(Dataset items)
####
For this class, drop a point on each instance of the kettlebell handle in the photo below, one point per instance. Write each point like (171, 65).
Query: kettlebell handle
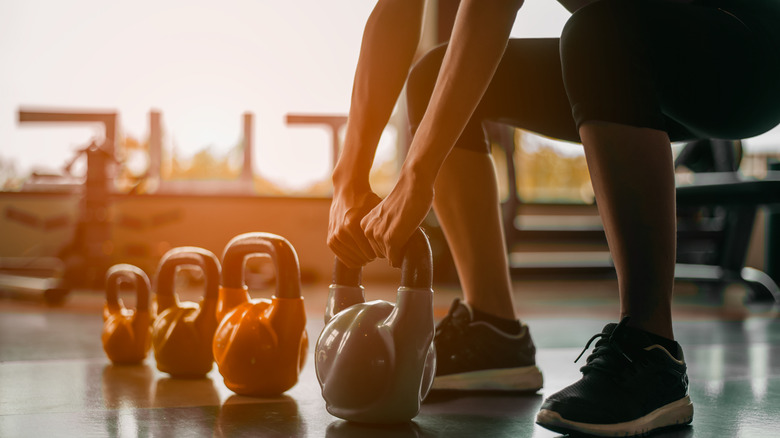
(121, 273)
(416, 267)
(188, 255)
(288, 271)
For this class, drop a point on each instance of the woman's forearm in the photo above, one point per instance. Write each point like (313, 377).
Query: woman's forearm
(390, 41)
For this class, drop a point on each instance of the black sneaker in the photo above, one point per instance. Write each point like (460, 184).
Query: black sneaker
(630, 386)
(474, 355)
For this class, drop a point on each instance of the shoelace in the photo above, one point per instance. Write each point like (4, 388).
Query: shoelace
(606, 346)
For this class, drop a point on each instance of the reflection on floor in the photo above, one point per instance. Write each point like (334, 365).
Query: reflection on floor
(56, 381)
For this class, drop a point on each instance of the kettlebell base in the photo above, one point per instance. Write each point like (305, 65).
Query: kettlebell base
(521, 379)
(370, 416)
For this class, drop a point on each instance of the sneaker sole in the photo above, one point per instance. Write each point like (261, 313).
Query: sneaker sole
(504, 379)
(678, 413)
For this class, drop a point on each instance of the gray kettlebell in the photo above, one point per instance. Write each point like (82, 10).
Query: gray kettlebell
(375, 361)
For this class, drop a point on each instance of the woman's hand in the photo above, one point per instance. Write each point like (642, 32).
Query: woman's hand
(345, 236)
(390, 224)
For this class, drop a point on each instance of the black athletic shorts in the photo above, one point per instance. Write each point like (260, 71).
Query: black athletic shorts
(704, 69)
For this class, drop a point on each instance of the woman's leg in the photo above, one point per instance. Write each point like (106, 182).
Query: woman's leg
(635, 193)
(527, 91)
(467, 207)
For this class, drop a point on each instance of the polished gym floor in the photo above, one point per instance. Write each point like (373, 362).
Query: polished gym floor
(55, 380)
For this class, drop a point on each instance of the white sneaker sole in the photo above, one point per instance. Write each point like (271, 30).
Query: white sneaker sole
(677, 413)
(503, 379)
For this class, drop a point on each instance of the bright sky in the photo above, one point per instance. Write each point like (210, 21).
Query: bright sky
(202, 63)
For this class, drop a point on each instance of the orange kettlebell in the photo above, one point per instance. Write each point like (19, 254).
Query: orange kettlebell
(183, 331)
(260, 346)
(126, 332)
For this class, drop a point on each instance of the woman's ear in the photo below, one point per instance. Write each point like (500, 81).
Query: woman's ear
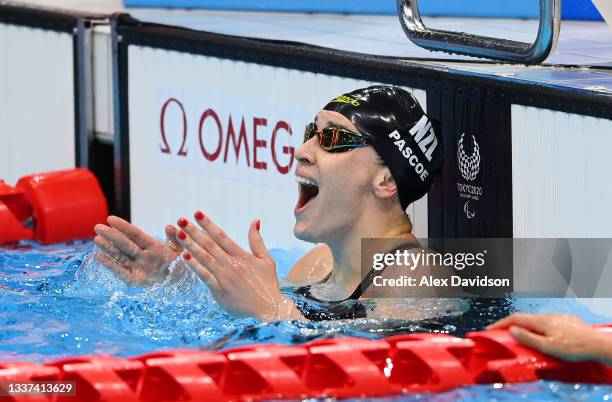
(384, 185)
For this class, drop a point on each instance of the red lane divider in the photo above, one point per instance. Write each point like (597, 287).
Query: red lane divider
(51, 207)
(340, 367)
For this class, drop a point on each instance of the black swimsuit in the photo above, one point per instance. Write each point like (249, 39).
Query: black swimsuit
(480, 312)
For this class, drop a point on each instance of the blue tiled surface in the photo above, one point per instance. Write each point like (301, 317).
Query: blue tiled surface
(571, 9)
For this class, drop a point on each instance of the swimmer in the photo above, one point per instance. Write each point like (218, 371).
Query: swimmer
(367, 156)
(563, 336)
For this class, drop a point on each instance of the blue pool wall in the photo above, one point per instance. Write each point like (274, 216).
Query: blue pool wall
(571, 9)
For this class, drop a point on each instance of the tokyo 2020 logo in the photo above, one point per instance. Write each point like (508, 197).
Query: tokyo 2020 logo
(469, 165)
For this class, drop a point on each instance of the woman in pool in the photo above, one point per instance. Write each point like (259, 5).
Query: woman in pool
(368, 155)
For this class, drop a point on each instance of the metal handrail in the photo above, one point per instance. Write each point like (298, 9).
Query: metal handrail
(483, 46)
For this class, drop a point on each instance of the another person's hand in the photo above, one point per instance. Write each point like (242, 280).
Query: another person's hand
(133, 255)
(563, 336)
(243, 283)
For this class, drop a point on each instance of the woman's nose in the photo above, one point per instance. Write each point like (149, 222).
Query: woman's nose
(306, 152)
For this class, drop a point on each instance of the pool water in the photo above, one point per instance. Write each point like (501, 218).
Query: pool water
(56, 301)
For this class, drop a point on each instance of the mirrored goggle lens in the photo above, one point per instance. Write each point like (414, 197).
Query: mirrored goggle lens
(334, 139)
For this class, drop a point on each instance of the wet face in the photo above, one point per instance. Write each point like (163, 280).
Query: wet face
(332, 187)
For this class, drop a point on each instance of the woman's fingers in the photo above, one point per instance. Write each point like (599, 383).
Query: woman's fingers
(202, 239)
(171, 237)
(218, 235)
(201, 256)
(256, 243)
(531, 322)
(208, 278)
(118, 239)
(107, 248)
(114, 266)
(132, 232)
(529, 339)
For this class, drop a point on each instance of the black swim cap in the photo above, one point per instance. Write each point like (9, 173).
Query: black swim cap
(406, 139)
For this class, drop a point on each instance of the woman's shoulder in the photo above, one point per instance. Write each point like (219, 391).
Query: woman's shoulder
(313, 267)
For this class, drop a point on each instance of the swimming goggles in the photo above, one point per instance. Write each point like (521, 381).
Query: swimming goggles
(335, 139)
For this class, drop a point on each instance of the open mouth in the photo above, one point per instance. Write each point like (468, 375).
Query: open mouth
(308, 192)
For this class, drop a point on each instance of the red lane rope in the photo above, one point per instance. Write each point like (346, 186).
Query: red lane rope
####
> [Exercise details]
Pictures should be left out when the records above are restated exactly.

> [Answer section]
For this class, drop a point on each instance of the kettlebell handle in the photo below, one point per instance. Write each point like (171, 65).
Query: kettlebell handle
(121, 273)
(416, 267)
(188, 255)
(288, 271)
For this class, drop a point on each instance of the woman's forearm in the photo above, one point per instance. Write each point like (313, 377).
Query: woman's forearm
(390, 41)
For this class, drop a point on each instance of the black sneaker in the photo above, one point per instance. Write each point like (460, 184).
Query: black sneaker
(630, 386)
(474, 355)
For this class, drop a point on each instance of the shoelace in the photo above, one point per instance. Write each point like (4, 388).
Query: shoelace
(606, 346)
For this class, drop a point on each instance of the reflection on floor in the photo above, one point per instance. Write each point like (334, 365).
Query: reflection on floor
(56, 381)
For this class, drop a point on each instance of the kettlebell base in the photo above, one point per instance. Write each point like (305, 65).
Query: kettlebell base
(521, 379)
(370, 416)
For this class, drop a point on each instance of the sneaker sole in the photo above, one point per instance. Write each point like (261, 313).
Query: sneaker sole
(504, 379)
(678, 413)
For this class, drop a point on each instance of the gray kettlebell in the photo above, one point per instance. Write each point like (82, 10).
Query: gray kettlebell
(375, 361)
For this class, drop a point on each instance of the woman's hand in the photo above, one point per instance. Write each point like (642, 32).
Query: woman's hand
(345, 236)
(390, 224)
For this class, drop a point on each instance of the black athletic shorts in the photo above, one point per instance. Write each point like (260, 71).
Query: black athletic shorts
(704, 69)
For this class, drop a point on each instance of the woman's leg in the photo above, one point per instance. Write each point like (106, 182).
Query: woman's leg
(635, 193)
(527, 91)
(467, 207)
For this class, drop a point on each instance of the polished gym floor in the photo above, one point per instance. Write each point like (373, 362).
Query: polished gym floor
(55, 380)
For this class, drop a point on each instance of the white sneaker sole in the photo above, one point per instance. Write each point like (271, 30).
Query: white sneaker sole
(677, 413)
(503, 379)
For this class, drop a point on each instance of the bright sky in the photo above, one point per instance. Write each point like (210, 21).
Query: bright sky
(202, 63)
For this class, drop a point on each instance of the orange kettlebell in the photo above, one point per instance. Write each point like (19, 254).
Query: orange kettlebell
(183, 331)
(260, 346)
(126, 332)
For this class, drop a point on each instance of the woman's ear in the photo below, one point per instance. Write each point like (500, 81).
Query: woman's ear
(384, 185)
For this class, drop a point on each instance of the red lane divider in the photo above, one point per instance. Write each point like (597, 287).
Query: red lane divider
(51, 207)
(340, 367)
For this class, drop a point on each instance of the black swimsuit in the photo above, one point per instance. Write each point like (249, 39).
Query: black swimsuit
(480, 312)
For this class, drop a point on each instance of the blue tiled surface in the photo above, one point per instance. Write each point like (301, 317).
Query: blue tiled surface
(571, 9)
For this class, drop a point on each instance of the swimmer in the photo above, one point per instance. Write each point like (218, 371).
Query: swimmer
(367, 156)
(563, 336)
For this class, drop a point on each instance of the blue pool wall in the photo above, one point per instance. Write each point like (274, 216).
Query: blue pool wall
(571, 9)
For this class, drop a point on each instance of the tokyo 2020 logo in the photo above, one point per instance. Write each point like (508, 197).
Query: tokyo 2020 logo
(469, 165)
For this class, drop a point on each instance of the woman in pool in the photo above, one point per instance. Write each point like (259, 5).
Query: woman in pool
(368, 155)
For this class, drop a point on each instance of the metal handrail in the photo above, one point per instance. Write each point like (298, 9).
Query: metal handrail
(483, 46)
For this class, drop a point on each instance of the another person's hand in the photo above, one point per instance. Write each point like (242, 280).
Query: another person's hand
(133, 255)
(563, 336)
(243, 283)
For this class, drop a point on each instance of the woman's nose in the photo above, one point per instance. Write each point like (149, 222).
Query: woman's nose
(306, 152)
For this class, drop a point on each instance of the pool water in the photo above, one point per instance. Write each point like (501, 218).
Query: pool water
(56, 301)
For this class, drop a point on each instance of the mirrored goggle lens in the photo above, one point per instance. Write each point like (414, 197).
Query: mirrored goggle lens
(334, 139)
For this class, drop a point on each instance of the wet face in the photo above, one point per instance. Write each point like (163, 280).
Query: wet face
(332, 187)
For this class, drop a point on each instance of the woman's fingers in the photo above, one point per instance. Write each point like (599, 383).
Query: woman's fingers
(202, 239)
(171, 237)
(218, 235)
(201, 256)
(256, 243)
(531, 322)
(208, 278)
(118, 239)
(107, 248)
(114, 266)
(132, 232)
(529, 339)
For this class, drop a point on each instance of the black swim cap in the photo above, one point per instance. Write each point like (9, 173).
Query: black swim cap
(406, 139)
For this class, drop a point on each instance of the woman's shoulder in the photo above, one point per instance. Write each point like (219, 391).
Query: woman's shoulder
(313, 267)
For this class, drop a point on each instance of the swimming goggles in the photo above, one point per instance. Write each point like (521, 381).
Query: swimming goggles
(335, 139)
For this class, drop a point on each instance of the open mouth in the photo above, one point per instance. Write each point like (468, 375).
Query: open mouth
(308, 192)
For this class, drop a point on each instance of the red lane rope in the photo above, one point per instance. Write each point like (346, 186).
Query: red lane rope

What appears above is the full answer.